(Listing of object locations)
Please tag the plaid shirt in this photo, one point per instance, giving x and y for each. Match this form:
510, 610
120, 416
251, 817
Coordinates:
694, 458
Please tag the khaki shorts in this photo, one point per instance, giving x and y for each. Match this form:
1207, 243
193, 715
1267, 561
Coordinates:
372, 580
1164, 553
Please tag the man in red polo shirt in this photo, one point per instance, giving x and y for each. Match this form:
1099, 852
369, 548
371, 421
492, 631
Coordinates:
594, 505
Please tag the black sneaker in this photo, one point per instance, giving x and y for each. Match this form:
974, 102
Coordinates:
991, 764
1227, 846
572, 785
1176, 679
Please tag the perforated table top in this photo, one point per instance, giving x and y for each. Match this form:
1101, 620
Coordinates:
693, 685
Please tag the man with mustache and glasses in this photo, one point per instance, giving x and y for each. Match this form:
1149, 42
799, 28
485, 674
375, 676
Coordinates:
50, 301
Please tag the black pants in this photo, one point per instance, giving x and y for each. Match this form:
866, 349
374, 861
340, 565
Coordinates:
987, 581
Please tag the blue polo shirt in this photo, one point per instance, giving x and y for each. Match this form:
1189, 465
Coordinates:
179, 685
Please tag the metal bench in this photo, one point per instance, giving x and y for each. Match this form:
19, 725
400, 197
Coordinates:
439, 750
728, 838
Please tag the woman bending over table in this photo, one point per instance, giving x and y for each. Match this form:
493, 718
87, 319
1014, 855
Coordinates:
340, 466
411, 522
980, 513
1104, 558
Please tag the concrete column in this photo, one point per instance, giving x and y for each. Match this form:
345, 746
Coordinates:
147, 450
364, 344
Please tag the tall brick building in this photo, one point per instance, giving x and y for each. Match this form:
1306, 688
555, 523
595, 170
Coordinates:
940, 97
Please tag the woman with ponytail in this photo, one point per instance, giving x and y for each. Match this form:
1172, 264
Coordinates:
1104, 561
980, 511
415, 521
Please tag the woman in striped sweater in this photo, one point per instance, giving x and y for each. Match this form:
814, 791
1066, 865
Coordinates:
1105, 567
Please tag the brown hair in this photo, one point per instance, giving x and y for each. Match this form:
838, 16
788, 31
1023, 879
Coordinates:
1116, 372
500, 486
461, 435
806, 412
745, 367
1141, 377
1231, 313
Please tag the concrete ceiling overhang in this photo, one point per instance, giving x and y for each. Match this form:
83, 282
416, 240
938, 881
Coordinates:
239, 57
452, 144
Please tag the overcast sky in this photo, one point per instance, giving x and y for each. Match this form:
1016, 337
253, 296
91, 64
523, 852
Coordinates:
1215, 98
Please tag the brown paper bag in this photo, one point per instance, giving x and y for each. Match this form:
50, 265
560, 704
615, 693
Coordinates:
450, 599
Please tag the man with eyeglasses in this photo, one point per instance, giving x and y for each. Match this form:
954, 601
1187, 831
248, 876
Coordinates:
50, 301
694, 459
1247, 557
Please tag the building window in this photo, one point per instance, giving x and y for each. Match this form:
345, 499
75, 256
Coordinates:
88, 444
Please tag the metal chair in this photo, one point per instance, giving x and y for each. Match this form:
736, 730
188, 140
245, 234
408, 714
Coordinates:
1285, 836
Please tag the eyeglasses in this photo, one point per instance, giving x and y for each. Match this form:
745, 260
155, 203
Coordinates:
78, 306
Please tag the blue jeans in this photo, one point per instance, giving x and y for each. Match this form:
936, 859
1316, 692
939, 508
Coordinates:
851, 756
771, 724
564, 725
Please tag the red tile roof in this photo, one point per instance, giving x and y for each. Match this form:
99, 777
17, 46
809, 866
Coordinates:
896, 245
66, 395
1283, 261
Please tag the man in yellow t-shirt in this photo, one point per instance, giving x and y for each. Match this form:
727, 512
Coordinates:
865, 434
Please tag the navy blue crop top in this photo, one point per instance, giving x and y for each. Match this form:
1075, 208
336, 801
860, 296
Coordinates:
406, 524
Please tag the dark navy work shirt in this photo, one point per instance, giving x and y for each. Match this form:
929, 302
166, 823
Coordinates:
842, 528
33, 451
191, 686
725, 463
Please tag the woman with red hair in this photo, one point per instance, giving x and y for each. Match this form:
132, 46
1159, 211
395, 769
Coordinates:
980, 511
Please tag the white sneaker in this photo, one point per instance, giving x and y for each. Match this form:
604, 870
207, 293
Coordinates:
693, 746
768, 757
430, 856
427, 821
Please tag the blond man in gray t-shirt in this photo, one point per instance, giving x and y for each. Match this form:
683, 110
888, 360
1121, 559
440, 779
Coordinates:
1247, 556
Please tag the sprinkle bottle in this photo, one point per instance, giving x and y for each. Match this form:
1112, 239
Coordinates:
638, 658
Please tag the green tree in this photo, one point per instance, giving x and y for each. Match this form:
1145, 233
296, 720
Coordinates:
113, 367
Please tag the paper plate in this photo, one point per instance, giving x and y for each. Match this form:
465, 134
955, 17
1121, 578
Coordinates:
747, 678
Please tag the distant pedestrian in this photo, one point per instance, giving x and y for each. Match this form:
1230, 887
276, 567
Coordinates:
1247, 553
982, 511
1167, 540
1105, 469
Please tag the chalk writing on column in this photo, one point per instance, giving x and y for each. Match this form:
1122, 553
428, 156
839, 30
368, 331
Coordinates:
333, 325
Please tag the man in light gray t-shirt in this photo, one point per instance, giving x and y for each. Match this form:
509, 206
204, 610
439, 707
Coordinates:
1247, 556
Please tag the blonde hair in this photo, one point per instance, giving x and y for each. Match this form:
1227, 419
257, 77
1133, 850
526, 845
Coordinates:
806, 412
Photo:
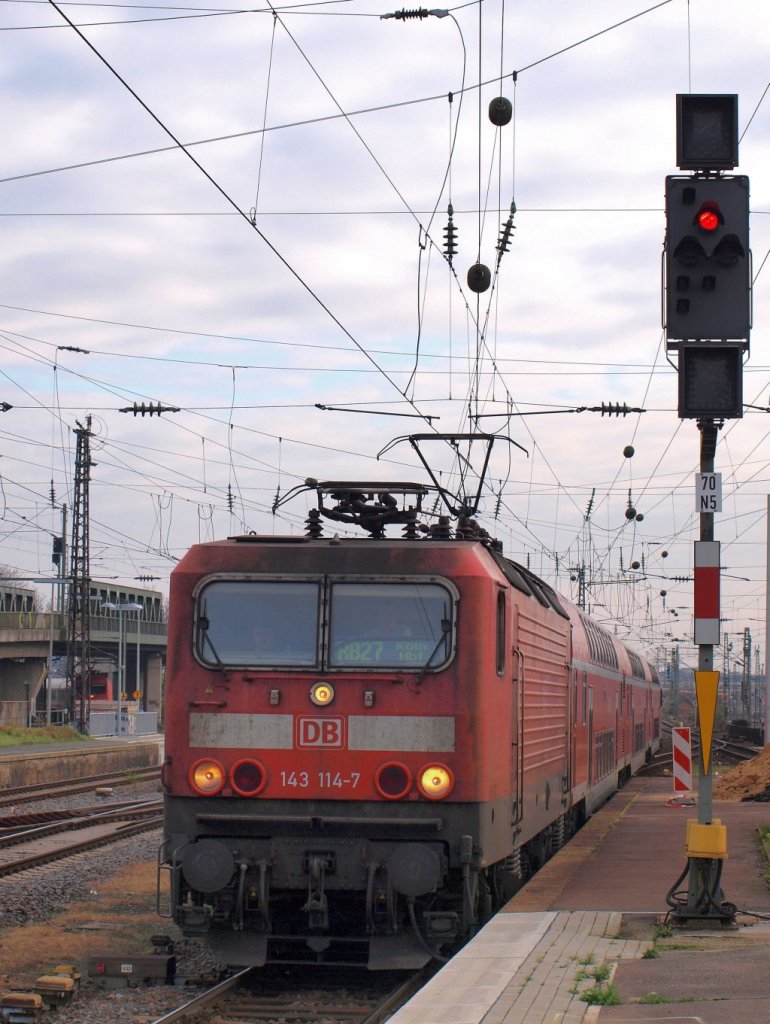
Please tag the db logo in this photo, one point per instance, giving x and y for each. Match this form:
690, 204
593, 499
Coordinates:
321, 732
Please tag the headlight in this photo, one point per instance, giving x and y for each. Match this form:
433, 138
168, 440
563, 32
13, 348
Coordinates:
435, 781
207, 776
393, 780
322, 693
248, 777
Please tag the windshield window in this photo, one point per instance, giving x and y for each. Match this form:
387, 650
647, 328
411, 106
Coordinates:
389, 625
259, 623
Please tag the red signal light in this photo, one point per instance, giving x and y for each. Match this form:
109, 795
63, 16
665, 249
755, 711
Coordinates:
709, 217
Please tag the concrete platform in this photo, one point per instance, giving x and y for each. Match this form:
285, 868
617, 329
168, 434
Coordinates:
599, 904
36, 764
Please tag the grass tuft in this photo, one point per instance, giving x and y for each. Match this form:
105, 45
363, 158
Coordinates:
19, 735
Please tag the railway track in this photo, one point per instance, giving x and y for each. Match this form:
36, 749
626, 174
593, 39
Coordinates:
300, 998
29, 794
31, 846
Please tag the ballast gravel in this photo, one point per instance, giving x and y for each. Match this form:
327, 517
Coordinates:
36, 895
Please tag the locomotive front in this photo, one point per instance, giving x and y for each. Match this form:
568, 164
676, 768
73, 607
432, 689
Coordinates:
321, 798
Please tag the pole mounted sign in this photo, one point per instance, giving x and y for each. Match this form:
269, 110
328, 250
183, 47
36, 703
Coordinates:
708, 492
707, 592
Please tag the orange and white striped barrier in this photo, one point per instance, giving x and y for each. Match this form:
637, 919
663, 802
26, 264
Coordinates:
682, 756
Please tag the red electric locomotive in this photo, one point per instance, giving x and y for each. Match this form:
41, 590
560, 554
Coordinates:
371, 742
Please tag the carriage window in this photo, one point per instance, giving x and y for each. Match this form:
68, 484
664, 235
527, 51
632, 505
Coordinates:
500, 641
258, 623
407, 626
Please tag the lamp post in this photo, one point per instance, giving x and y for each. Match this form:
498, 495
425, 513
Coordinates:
121, 607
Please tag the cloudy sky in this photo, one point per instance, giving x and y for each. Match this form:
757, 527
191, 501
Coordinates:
241, 214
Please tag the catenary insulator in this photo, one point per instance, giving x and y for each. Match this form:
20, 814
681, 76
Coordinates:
504, 242
479, 278
501, 111
450, 236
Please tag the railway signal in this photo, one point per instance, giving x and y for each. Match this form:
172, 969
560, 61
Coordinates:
708, 280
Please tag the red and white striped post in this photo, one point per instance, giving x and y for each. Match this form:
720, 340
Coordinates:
682, 759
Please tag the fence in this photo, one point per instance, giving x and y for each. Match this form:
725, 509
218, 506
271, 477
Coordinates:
102, 723
13, 712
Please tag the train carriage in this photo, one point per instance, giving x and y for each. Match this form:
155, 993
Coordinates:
372, 742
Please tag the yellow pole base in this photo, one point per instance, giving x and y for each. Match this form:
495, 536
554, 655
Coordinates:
707, 842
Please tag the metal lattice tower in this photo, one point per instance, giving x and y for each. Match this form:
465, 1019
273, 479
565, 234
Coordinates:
79, 633
745, 683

GIVEN PROBLEM >> Copy out, word for word, the stretch of the listing from the line containing "Please tag the red and" through the end of the listing.

THE ANSWER >>
Please tag the red and white striped post in this photo, one point per instance, giving x and y for each. Match this form:
720, 340
Coordinates:
682, 759
Please tag the fence in this photo, one point per instance, giving x and y for each. Match this form:
725, 509
218, 506
271, 477
Coordinates:
102, 723
13, 712
Please tag the train carriage in this photo, one point per instance, giving x and y for each. Match this form:
155, 993
Coordinates:
372, 742
Please tag the yellow pole base in this photo, one point per instance, giving x and y for each. Match this form:
495, 536
554, 655
Coordinates:
707, 842
Please tag the metal lattice tower in this photo, one point per instance, giving x and y for each. Match this form:
465, 1019
273, 479
565, 234
Coordinates:
79, 633
745, 683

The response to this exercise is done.